[Try it]
Convert every line of the rows below into a JSON list of strings, one string per line, skipping blank lines. Leave the pictures out.

[Information supplied]
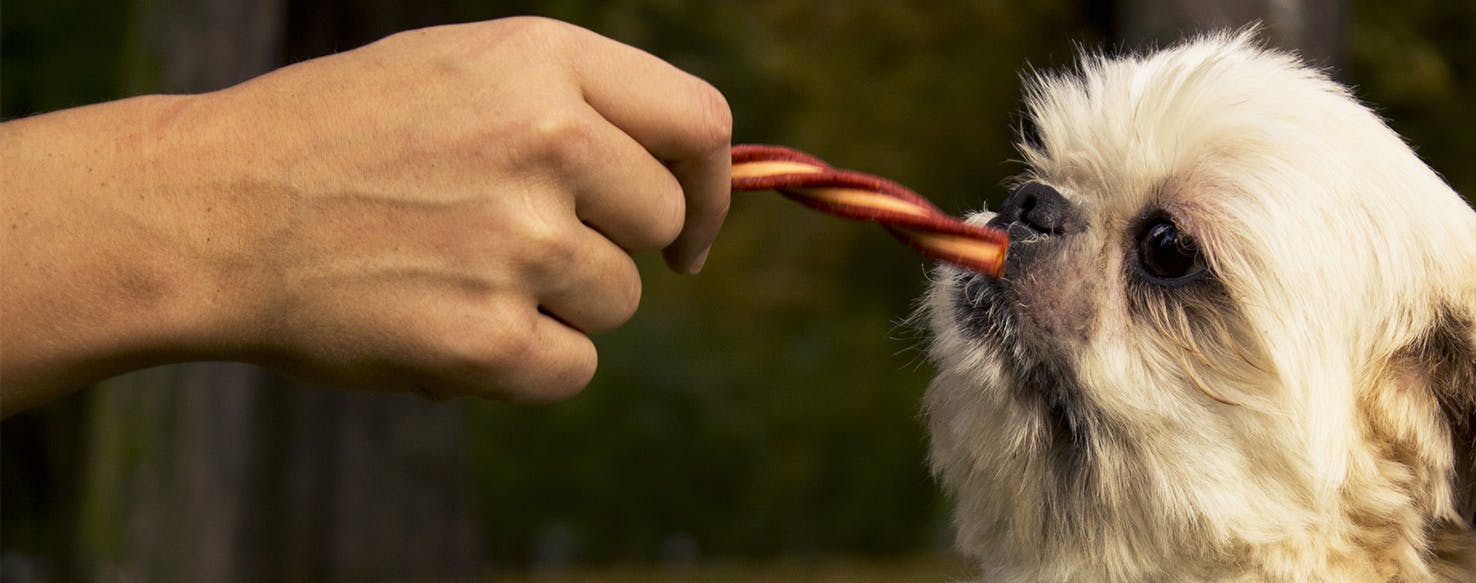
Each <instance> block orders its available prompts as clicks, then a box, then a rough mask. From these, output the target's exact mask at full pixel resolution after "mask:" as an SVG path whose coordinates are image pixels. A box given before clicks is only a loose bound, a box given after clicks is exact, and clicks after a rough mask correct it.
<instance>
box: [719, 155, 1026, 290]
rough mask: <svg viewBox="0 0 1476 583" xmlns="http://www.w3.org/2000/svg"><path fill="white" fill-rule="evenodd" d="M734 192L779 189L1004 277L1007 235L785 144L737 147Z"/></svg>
mask: <svg viewBox="0 0 1476 583" xmlns="http://www.w3.org/2000/svg"><path fill="white" fill-rule="evenodd" d="M732 155H734V170H732V173H734V174H732V176H734V190H778V192H779V193H782V195H785V196H788V198H791V199H794V201H799V202H800V204H803V205H806V207H810V208H815V210H819V211H825V213H830V214H834V215H838V217H846V218H855V220H866V221H875V223H881V226H883V227H884V229H887V230H889V232H890V233H892V235H893V236H896V238H897V239H899V241H902V242H903V244H906V245H908V246H911V248H914V249H917V251H918V252H921V254H924V255H927V257H931V258H934V260H939V261H948V263H952V264H956V266H962V267H968V269H973V270H977V272H983V273H987V275H990V276H993V277H999V276H1001V275H1002V273H1004V266H1005V252H1007V249H1008V239H1007V238H1005V233H1002V232H999V230H995V229H989V227H983V226H977V224H968V223H964V221H961V220H958V218H953V217H951V215H948V214H945V213H943V211H940V210H939V208H937V207H933V204H931V202H928V201H927V199H925V198H923V196H918V195H917V193H915V192H912V190H908V189H906V187H905V186H902V184H897V183H894V182H890V180H884V179H880V177H875V176H871V174H862V173H856V171H850V170H838V168H831V167H830V164H825V162H824V161H821V159H819V158H815V156H812V155H807V153H804V152H800V151H794V149H790V148H784V146H763V145H739V146H734V151H732Z"/></svg>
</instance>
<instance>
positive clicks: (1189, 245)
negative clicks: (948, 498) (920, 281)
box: [923, 34, 1476, 582]
mask: <svg viewBox="0 0 1476 583" xmlns="http://www.w3.org/2000/svg"><path fill="white" fill-rule="evenodd" d="M1250 37H1252V35H1250V34H1238V35H1216V37H1209V38H1201V40H1199V41H1193V43H1188V44H1182V46H1178V47H1173V49H1169V50H1165V52H1159V53H1153V55H1148V56H1142V58H1125V59H1108V58H1086V59H1083V63H1082V65H1080V71H1077V72H1073V74H1067V75H1061V77H1042V78H1036V80H1035V83H1033V86H1032V89H1030V90H1029V94H1027V99H1026V102H1027V109H1029V114H1030V125H1033V127H1035V128H1036V130H1038V131H1036V136H1035V137H1032V139H1027V140H1026V143H1023V145H1021V153H1023V156H1024V161H1026V162H1027V164H1029V171H1027V173H1026V174H1024V177H1023V179H1021V180H1020V186H1018V189H1017V190H1015V192H1014V195H1013V196H1011V198H1010V199H1008V201H1007V202H1005V204H1004V207H1002V210H1001V211H999V213H998V214H989V213H983V214H980V215H976V217H973V218H971V220H974V221H979V223H983V221H987V223H989V224H993V226H998V227H1001V229H1008V232H1010V236H1011V248H1010V257H1008V261H1007V266H1005V275H1004V279H1002V280H993V279H990V277H987V276H982V275H974V273H965V272H962V270H958V269H951V267H940V269H939V272H937V275H936V283H934V286H933V289H931V291H930V292H928V295H927V298H925V300H924V301H925V306H924V311H923V317H925V319H927V322H928V326H930V328H931V335H933V342H931V345H930V359H931V360H933V362H934V365H936V366H937V369H939V376H937V378H936V381H934V382H933V385H931V387H930V388H928V394H927V413H928V418H930V431H931V463H933V466H934V471H936V474H937V475H939V480H940V481H942V484H943V486H945V489H946V490H948V491H949V493H951V494H952V496H953V499H955V502H956V508H955V525H956V542H958V546H959V548H961V549H962V551H964V552H965V553H968V555H970V556H971V558H973V559H976V561H977V564H979V567H980V568H982V571H983V573H982V574H983V579H984V580H989V582H1054V580H1073V582H1181V580H1287V582H1306V580H1330V582H1362V580H1370V582H1374V580H1379V582H1382V580H1408V582H1414V580H1451V582H1455V580H1460V582H1476V534H1473V530H1472V512H1473V502H1476V500H1473V475H1476V474H1473V465H1476V453H1473V450H1476V449H1473V440H1476V213H1473V211H1472V208H1470V207H1467V204H1466V202H1463V201H1461V198H1460V196H1458V195H1457V193H1455V192H1452V190H1451V187H1449V186H1446V184H1445V183H1444V182H1442V180H1441V177H1439V176H1436V174H1435V173H1433V171H1432V170H1430V168H1427V167H1426V165H1424V164H1423V162H1420V159H1417V158H1415V155H1414V153H1413V152H1411V151H1410V148H1407V146H1405V143H1402V142H1401V139H1399V136H1396V134H1395V133H1393V131H1390V130H1389V128H1387V127H1386V125H1384V124H1383V123H1382V121H1380V120H1379V117H1376V115H1374V114H1371V112H1370V111H1368V109H1365V108H1364V106H1361V105H1359V103H1358V102H1356V100H1355V99H1353V97H1352V96H1351V94H1349V92H1348V90H1345V89H1343V87H1340V86H1337V84H1334V83H1331V81H1328V80H1327V78H1325V77H1324V75H1322V74H1320V72H1317V71H1312V69H1309V68H1306V66H1303V65H1302V63H1300V62H1299V61H1297V59H1296V58H1293V56H1289V55H1284V53H1278V52H1272V50H1266V49H1262V47H1259V46H1258V44H1256V41H1255V40H1253V38H1250Z"/></svg>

[Completed exercise]
[
  "Each <instance> block orders its available prompts as clicks, then a box, then a rough mask. From these, output the target's exact mask at full pixel resolution after \"mask:\" as an SVG path whose coordinates are image pixels. A box given before clicks is only a loose bound, a box given after clicks is exact, and clicks after a rough mask correct it.",
  "<instance>",
  "box: [719, 155, 1026, 290]",
  "rough mask: <svg viewBox=\"0 0 1476 583\" xmlns=\"http://www.w3.org/2000/svg\"><path fill=\"white\" fill-rule=\"evenodd\" d=\"M734 192L779 189L1004 277L1007 235L785 144L737 147Z\"/></svg>",
  "mask: <svg viewBox=\"0 0 1476 583\" xmlns=\"http://www.w3.org/2000/svg\"><path fill=\"white\" fill-rule=\"evenodd\" d=\"M732 155H734V170H732V173H734V174H732V176H734V190H778V192H779V193H782V195H785V196H788V198H791V199H794V201H799V202H800V204H803V205H806V207H810V208H815V210H819V211H825V213H830V214H834V215H838V217H846V218H855V220H866V221H875V223H881V226H883V227H884V229H887V230H889V232H890V233H892V235H893V236H896V238H897V239H899V241H902V242H903V244H906V245H908V246H911V248H914V249H917V251H918V252H921V254H924V255H927V257H931V258H934V260H939V261H948V263H952V264H956V266H962V267H968V269H973V270H977V272H983V273H987V275H990V276H993V277H999V276H1001V275H1002V273H1004V266H1005V252H1007V249H1008V239H1007V238H1005V233H1002V232H999V230H995V229H989V227H983V226H977V224H968V223H964V221H961V220H958V218H953V217H951V215H948V214H945V213H943V211H940V210H939V208H937V207H933V204H931V202H928V201H927V199H925V198H923V196H918V195H917V193H915V192H912V190H908V189H906V187H905V186H902V184H897V183H894V182H890V180H884V179H880V177H875V176H871V174H862V173H856V171H850V170H838V168H831V167H830V164H825V162H824V161H821V159H819V158H815V156H812V155H807V153H804V152H800V151H794V149H790V148H784V146H763V145H739V146H734V151H732Z\"/></svg>",
  "</instance>",
  "<instance>",
  "positive clicks: (1189, 245)",
  "negative clicks: (948, 498) (920, 281)",
  "box: [923, 34, 1476, 582]",
  "mask: <svg viewBox=\"0 0 1476 583\" xmlns=\"http://www.w3.org/2000/svg\"><path fill=\"white\" fill-rule=\"evenodd\" d=\"M1250 37H1252V35H1250V34H1238V35H1216V37H1209V38H1201V40H1199V41H1193V43H1188V44H1182V46H1178V47H1173V49H1169V50H1165V52H1159V53H1153V55H1148V56H1142V58H1125V59H1108V58H1086V59H1083V63H1082V65H1080V71H1077V72H1073V74H1067V75H1061V77H1042V78H1036V80H1035V83H1033V86H1032V89H1030V90H1029V94H1027V99H1026V102H1027V109H1029V114H1030V125H1033V127H1035V128H1036V130H1038V131H1036V136H1035V137H1032V139H1027V140H1026V143H1023V145H1021V153H1023V156H1024V161H1026V162H1027V164H1029V171H1027V173H1026V174H1024V177H1023V179H1021V180H1020V186H1018V189H1017V190H1015V192H1014V195H1013V196H1011V198H1010V199H1008V201H1007V202H1005V204H1004V207H1002V210H1001V211H999V213H998V214H989V213H983V214H980V215H976V217H973V218H971V220H974V221H979V223H983V221H987V223H989V224H993V226H998V227H1001V229H1008V232H1010V236H1011V248H1010V257H1008V261H1007V266H1005V275H1004V279H1002V280H993V279H990V277H987V276H982V275H974V273H965V272H962V270H958V269H951V267H940V269H939V272H937V275H936V283H934V286H933V289H931V291H930V292H928V295H927V298H925V300H924V301H925V306H924V311H923V317H925V319H927V322H928V326H930V328H931V335H933V342H931V345H930V359H931V360H933V362H934V365H936V366H937V369H939V376H937V378H936V381H934V382H933V385H931V387H930V388H928V394H927V413H928V418H930V431H931V463H933V466H934V471H936V474H937V475H939V480H940V481H942V484H943V486H945V489H946V490H948V491H949V493H951V494H952V496H953V499H955V502H956V508H955V525H956V542H958V546H959V548H961V549H962V551H964V552H965V553H968V555H970V556H971V558H973V559H976V561H977V564H979V567H980V568H982V571H983V573H982V574H983V579H984V580H989V582H1054V580H1073V582H1181V580H1287V582H1306V580H1330V582H1362V580H1370V582H1374V580H1379V582H1382V580H1408V582H1414V580H1451V582H1455V580H1460V582H1476V534H1473V530H1472V512H1473V502H1476V500H1473V475H1476V474H1473V465H1476V453H1473V450H1476V449H1473V440H1476V213H1473V211H1472V208H1470V207H1467V204H1466V202H1463V201H1461V198H1460V196H1458V195H1457V193H1455V192H1452V190H1451V187H1449V186H1446V184H1445V183H1444V182H1442V180H1441V177H1439V176H1436V174H1435V173H1433V171H1432V170H1430V168H1427V167H1426V165H1424V164H1423V162H1420V159H1417V158H1415V155H1414V153H1413V152H1411V151H1410V148H1407V146H1405V143H1402V142H1401V139H1399V136H1396V134H1395V133H1393V131H1390V130H1389V128H1387V127H1386V125H1384V124H1383V123H1382V121H1380V120H1379V117H1376V115H1374V114H1371V112H1370V111H1368V109H1365V108H1364V106H1361V105H1359V103H1358V102H1356V100H1355V99H1353V97H1352V96H1351V94H1349V92H1348V90H1345V89H1343V87H1340V86H1337V84H1334V83H1331V81H1328V80H1327V78H1325V77H1324V75H1322V74H1320V72H1317V71H1312V69H1309V68H1306V66H1303V65H1302V63H1300V62H1299V61H1297V59H1296V58H1293V56H1289V55H1284V53H1278V52H1272V50H1266V49H1262V47H1259V46H1258V44H1256V41H1255V40H1253V38H1250Z\"/></svg>"
]